Segment Start: Entries provided

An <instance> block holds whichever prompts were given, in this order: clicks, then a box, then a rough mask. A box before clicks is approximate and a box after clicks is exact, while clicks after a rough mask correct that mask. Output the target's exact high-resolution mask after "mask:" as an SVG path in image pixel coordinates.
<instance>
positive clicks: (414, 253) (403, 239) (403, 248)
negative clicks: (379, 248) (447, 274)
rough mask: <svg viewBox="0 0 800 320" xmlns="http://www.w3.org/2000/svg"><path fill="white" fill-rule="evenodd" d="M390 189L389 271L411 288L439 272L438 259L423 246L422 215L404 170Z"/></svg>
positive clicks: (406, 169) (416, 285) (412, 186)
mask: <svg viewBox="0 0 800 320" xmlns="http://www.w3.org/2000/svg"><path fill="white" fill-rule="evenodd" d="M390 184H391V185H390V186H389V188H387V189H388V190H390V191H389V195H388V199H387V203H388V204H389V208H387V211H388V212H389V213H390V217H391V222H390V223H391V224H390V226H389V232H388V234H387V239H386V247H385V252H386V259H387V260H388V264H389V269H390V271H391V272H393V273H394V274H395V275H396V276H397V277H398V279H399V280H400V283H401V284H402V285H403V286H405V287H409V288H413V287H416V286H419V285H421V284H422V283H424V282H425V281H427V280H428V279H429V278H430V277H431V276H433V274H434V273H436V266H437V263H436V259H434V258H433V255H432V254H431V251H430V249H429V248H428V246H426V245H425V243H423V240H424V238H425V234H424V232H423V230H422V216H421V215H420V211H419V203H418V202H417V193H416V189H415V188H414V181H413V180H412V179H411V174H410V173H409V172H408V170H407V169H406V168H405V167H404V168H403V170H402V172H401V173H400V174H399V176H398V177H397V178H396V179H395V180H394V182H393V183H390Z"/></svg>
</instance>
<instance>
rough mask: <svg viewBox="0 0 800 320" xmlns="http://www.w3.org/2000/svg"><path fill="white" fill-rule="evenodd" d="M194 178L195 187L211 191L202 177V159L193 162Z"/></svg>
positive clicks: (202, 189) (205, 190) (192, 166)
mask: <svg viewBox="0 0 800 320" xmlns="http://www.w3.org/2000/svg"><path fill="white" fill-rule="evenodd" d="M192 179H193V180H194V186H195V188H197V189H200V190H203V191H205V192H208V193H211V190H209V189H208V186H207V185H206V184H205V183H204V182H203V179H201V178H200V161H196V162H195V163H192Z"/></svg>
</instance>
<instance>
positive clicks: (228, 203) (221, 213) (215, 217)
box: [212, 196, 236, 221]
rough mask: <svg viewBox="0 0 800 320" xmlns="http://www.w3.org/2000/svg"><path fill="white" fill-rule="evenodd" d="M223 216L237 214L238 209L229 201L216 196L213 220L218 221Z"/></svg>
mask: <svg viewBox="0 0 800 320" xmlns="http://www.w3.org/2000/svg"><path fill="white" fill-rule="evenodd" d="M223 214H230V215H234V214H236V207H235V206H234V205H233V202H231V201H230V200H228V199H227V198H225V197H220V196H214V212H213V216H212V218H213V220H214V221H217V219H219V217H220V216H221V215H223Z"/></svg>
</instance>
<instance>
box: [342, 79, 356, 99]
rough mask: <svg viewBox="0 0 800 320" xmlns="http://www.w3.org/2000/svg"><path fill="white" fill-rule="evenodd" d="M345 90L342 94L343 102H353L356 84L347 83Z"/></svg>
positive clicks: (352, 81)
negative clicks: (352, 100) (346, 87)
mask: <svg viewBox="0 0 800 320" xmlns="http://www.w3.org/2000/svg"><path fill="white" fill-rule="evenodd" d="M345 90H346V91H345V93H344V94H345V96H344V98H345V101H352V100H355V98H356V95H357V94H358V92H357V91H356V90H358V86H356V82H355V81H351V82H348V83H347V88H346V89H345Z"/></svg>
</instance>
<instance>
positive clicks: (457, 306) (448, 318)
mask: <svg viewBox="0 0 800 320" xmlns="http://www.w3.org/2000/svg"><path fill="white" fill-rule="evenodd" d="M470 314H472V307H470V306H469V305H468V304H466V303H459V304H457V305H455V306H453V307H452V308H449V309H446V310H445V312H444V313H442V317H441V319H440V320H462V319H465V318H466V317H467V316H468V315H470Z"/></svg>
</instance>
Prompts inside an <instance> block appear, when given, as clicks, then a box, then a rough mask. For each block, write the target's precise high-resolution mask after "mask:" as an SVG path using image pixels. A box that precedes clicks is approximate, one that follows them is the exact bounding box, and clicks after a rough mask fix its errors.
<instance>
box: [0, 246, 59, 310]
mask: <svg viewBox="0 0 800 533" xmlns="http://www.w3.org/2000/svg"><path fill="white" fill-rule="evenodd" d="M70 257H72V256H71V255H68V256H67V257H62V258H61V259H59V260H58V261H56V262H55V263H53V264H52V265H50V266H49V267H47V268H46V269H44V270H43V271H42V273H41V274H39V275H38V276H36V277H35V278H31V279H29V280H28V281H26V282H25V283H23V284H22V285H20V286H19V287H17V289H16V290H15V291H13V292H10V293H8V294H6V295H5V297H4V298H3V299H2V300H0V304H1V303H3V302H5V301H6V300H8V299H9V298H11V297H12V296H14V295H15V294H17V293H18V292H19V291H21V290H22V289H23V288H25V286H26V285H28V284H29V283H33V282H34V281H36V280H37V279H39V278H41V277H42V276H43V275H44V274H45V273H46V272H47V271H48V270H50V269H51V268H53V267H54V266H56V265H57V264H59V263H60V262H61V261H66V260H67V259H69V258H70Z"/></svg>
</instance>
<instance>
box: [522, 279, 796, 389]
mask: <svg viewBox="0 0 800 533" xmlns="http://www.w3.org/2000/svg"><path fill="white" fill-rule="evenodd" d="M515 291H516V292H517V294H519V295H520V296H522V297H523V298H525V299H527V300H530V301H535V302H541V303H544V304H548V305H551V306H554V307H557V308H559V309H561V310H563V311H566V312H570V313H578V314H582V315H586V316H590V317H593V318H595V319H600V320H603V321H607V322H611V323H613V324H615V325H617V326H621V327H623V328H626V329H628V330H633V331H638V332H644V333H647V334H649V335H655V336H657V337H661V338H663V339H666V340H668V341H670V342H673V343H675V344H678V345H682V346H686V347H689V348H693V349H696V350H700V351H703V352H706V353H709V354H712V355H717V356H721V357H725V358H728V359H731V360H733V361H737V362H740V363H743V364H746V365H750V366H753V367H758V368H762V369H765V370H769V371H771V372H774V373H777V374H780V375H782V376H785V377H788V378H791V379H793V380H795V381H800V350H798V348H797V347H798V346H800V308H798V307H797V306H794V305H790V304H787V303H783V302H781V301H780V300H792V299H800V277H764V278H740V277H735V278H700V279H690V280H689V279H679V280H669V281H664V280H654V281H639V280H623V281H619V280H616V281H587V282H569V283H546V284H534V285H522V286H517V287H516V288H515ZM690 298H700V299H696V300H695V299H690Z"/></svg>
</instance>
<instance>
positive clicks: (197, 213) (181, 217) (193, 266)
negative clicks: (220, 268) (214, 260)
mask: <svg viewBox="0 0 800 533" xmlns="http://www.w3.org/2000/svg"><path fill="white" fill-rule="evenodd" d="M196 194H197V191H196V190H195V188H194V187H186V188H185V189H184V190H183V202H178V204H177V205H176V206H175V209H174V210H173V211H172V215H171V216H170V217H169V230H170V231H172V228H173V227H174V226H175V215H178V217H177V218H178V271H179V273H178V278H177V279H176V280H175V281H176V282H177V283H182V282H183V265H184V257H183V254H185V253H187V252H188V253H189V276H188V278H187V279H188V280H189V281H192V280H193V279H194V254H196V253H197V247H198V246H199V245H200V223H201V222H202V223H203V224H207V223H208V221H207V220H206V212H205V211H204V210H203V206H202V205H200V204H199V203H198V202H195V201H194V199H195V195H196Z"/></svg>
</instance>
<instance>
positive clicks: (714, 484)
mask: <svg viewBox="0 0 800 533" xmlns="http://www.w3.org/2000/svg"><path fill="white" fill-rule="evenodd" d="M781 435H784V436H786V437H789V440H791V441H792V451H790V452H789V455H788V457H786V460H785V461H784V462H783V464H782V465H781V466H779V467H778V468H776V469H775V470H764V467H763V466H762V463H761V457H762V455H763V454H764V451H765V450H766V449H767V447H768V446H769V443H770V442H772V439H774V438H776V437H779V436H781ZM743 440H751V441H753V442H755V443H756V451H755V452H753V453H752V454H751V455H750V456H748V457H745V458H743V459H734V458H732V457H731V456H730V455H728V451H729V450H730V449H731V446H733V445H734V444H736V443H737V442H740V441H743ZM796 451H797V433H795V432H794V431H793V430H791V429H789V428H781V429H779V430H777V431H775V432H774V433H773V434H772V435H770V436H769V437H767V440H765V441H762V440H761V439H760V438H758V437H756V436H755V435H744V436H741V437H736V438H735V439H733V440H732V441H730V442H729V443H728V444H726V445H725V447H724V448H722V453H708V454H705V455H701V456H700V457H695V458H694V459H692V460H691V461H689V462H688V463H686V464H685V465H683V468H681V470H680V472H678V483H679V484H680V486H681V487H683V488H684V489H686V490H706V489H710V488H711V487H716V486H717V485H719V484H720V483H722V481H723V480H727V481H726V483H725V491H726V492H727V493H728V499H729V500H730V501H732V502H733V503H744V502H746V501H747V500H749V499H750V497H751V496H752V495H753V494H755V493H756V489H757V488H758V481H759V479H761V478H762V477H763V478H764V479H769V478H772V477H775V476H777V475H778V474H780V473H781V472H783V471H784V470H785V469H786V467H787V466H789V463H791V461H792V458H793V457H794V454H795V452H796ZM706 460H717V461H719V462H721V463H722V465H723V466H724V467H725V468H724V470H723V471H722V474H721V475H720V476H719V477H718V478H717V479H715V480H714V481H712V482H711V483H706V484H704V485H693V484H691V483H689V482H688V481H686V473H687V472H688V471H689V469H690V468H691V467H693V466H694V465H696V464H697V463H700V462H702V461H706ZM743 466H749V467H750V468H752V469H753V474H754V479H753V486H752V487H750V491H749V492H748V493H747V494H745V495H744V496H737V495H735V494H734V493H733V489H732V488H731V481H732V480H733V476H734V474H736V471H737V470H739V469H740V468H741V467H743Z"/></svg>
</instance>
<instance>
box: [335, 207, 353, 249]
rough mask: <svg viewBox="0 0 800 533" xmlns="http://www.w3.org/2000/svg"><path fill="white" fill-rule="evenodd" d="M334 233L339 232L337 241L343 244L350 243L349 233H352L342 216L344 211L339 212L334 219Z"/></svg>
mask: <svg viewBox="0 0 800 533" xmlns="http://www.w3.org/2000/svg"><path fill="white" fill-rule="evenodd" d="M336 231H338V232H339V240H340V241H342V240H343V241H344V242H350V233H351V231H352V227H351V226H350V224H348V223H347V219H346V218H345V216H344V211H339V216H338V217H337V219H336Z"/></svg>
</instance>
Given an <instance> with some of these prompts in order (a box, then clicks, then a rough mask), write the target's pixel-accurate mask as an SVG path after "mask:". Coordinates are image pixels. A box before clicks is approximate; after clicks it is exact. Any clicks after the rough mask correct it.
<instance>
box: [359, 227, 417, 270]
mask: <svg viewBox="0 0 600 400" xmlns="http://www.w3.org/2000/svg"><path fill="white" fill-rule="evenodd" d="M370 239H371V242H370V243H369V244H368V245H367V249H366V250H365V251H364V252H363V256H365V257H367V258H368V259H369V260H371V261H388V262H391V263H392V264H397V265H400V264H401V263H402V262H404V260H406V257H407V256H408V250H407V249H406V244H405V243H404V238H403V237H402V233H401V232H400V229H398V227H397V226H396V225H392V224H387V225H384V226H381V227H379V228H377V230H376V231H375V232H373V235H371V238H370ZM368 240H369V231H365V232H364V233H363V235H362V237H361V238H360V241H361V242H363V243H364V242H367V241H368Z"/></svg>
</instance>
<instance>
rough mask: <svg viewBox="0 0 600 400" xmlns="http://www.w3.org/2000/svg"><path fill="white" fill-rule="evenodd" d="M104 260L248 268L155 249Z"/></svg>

Segment End: Entries provided

List every line of the material above that contains the string "negative", treating uppercase and lowercase as distinct.

negative clicks: (379, 248) (447, 274)
negative clicks: (352, 100) (346, 87)
negative clicks: (220, 268) (214, 260)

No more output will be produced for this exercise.